*** Opening Dataset excerpts ***

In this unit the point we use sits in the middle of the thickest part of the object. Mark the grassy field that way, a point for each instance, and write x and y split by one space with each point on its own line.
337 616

*** Closing Dataset excerpts ***
*** Opening Dataset excerpts ***

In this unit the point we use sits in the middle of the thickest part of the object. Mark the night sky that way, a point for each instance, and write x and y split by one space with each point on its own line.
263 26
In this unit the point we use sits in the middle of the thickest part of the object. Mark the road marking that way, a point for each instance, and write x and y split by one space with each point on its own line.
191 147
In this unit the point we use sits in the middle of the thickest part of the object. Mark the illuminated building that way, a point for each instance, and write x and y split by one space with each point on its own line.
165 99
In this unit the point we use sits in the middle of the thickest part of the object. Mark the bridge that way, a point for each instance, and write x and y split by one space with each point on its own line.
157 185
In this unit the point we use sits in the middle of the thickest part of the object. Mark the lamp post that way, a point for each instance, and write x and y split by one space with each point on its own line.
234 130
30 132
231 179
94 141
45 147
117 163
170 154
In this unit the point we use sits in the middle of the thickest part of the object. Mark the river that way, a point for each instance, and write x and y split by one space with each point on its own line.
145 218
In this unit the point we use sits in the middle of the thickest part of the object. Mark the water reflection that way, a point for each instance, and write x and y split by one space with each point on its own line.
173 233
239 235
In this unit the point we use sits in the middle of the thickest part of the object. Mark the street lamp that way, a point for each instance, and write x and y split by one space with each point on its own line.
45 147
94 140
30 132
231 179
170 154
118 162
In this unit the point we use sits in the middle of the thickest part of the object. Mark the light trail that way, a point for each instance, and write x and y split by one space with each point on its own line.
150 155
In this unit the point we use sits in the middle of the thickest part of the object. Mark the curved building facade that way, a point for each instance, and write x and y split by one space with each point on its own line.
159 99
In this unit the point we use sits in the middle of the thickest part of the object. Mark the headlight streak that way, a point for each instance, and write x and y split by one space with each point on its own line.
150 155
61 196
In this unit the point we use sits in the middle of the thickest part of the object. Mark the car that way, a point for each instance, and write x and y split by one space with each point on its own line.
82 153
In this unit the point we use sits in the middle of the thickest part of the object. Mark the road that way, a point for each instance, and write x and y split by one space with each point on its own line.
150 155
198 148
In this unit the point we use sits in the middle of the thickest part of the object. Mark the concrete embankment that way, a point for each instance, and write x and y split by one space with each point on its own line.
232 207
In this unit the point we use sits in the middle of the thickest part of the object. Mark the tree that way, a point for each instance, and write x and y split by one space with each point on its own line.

*** Closing Dataset excerpts ***
*** Opening Dataset excerpts ***

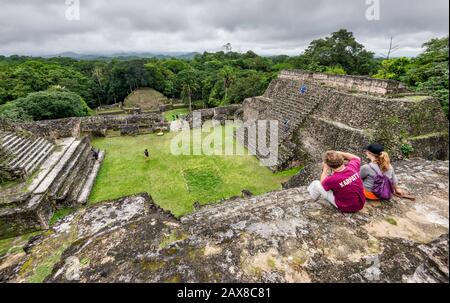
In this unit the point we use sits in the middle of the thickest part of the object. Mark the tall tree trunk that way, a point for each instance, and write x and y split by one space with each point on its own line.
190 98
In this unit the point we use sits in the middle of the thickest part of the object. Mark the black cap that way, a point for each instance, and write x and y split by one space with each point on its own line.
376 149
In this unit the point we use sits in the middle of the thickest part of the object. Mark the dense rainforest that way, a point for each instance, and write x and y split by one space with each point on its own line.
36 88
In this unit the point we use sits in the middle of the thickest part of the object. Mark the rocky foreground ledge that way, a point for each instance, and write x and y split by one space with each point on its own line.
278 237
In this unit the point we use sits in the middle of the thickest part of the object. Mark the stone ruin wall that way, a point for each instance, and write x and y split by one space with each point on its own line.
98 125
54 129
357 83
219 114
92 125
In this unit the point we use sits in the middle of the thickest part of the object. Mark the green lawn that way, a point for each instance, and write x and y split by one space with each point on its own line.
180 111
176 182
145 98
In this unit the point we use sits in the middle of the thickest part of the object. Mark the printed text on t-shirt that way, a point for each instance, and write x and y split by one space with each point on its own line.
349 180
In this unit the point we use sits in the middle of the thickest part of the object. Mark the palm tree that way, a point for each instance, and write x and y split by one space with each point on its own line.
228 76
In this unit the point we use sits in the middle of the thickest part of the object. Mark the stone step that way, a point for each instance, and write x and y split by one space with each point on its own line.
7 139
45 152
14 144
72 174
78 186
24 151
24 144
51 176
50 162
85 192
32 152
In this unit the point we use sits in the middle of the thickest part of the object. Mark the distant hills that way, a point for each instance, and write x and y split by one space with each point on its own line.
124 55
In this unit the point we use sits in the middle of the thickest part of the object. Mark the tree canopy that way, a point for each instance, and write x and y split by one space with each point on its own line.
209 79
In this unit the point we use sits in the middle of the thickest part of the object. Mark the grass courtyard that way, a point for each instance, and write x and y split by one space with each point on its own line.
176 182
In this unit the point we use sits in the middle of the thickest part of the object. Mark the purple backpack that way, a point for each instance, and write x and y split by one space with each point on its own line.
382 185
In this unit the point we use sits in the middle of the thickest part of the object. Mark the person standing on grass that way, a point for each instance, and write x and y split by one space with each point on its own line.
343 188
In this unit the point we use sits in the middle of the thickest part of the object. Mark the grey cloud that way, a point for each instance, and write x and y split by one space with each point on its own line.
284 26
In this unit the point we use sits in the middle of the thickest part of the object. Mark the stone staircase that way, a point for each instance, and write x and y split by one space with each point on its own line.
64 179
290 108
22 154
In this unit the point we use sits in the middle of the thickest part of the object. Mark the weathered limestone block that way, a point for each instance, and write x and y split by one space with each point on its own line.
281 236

*** Closing Dataset excerpts ***

- [Problem statement]: Reproduce only the lines above, starting at the line with "Mark the street" and ending at the line with "the tree that", exactly as written.

- [Answer section]:
In this unit the point we use sits in the middle of the thickest part of the object. Mark the street lamp that way, a point for each instance, and write x and y split by one space with each point on its own line.
45 147
94 140
30 132
231 179
170 154
118 162
In this unit the point we use sits in the middle of the thickest part of the object. Mark the light trail that way, a point for each instance, and write x and y split by one space with each point on its own line.
150 155
In this unit the point we use sits in the middle of the thickest part of the object. Mark the curved building facade that way, a point for each instance, and write x and y split by one space with each point on its own line.
159 99
In this unit the point we use sits in the middle of the thickest part of the object. Mark the headlight streak that way, a point for each instance, and write x and y split by one space with each point on its own line.
150 155
61 196
In this unit the point we use sits in the middle of the thickest part of the object. Mark the car that way, a point for each instance, and write x and y split by one space with each point on its own line.
82 153
In this unit the point we use sits in the middle of the thickest part of the object. Mark the road that way, a point for each instance, and write x and y split by one space with each point on its own line.
150 155
198 148
In this unit the point we use sits in the middle of the thickest part of the object. Mark the concrete embankment that way, a point for each instance, and write x and y split by one space with each point on its own line.
232 207
In this unit the point we use sits in the middle of the thickest part of the object. Mark the tree that way, a point for each instance, and write x and y split by one space with each point on its own line.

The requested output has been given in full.